__Prompt A__. For the issue thread, list every comment with its author and how long ago it was posted.

__Document section__.
>>>>
YuanGongND / ast

Code for the Interspeech 2021 paper "AST: Audio Spectrogram Transformer".
BSD 3-Clause "New" or "Revised" License
1.07k stars 204 forks source link

Binarizing output for each audio label in AudioSet(527 classes) #2

Closed anarsultani97 closed 2 years ago

anarsultani97 commented 3 years ago

Hi Yuan ,

First of all , I would like to say huge thanks for your great work !

It would be great if you can share more details about the output values in theReadme.md.

I run demo.py and I got the linear output values (positive and negative). I would like to know what is the best way to binarize those output values (0: audio label is absent , 1: audio label is present) ?

Anar Sultani

YuanGongND commented 3 years ago

Hi Anar,

Thanks for your interest.

Regarding your question, the output of AST is logits, you can use the sigmoid function to convert it to value in (0, 1). For a single-label classification problem, you can use argmax to get the binary label (i.e., the class with the largest logit is 1, otherwise 0); for a multi-label classification problem, you can first apply sigmoid to logits and pick a threshold (e.g., 0.5, or the mean value of the audio samples of the class in the validation set) to binarize the output.

-Yuan

YuanGongND commented 3 years ago

Btw I have updated the readme file to clarify the input and output of the AST model.

anarsultani97 commented 2 years ago

Hi Yuan ,

Thanks for quick and detailed reply and updating readme file.
<<<<
__Supplied material__.
>>>>
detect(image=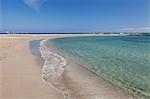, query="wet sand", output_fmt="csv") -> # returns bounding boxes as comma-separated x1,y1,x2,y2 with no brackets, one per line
0,35,136,99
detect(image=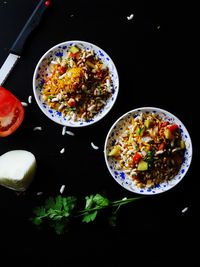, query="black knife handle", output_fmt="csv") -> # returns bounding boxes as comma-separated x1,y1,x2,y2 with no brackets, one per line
10,0,51,56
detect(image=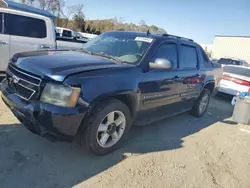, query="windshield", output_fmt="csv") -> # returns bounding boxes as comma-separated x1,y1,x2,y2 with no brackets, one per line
83,32,153,64
223,66,250,77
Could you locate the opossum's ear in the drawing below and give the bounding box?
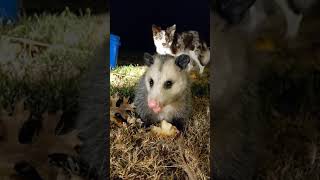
[143,53,154,66]
[175,54,190,70]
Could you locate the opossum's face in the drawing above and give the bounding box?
[152,25,176,48]
[144,53,190,113]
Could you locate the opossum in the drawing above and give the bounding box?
[134,53,191,131]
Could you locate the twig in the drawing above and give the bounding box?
[178,138,197,180]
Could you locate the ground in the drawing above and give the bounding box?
[0,9,109,179]
[110,62,210,179]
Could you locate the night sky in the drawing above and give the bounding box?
[110,0,210,52]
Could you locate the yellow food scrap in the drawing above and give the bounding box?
[151,120,179,137]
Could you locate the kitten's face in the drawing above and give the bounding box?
[152,25,176,49]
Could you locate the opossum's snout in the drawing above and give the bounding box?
[148,100,161,113]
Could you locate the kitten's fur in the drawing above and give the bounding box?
[152,25,210,74]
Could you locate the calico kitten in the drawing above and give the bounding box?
[152,25,210,74]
<<<<
__Prompt B__. Turn the records into a numbered list, starting at the line containing "Could you locate the opossum's snout" and ending at the last line of the records, with blank lines omitted.

__Correct result A__.
- anarsultani97, 3 years ago
- YuanGongND, 3 years ago
- YuanGongND, 3 years ago
- anarsultani97, 2 years ago

__Correct result B__.
1. Could you locate the opossum's snout in the drawing above and give the bounding box?
2. [148,100,161,113]
3. Could you locate the kitten's fur in the drawing above and give the bounding box?
4. [152,25,210,74]
5. Could you locate the calico kitten in the drawing above and give the bounding box?
6. [152,25,210,74]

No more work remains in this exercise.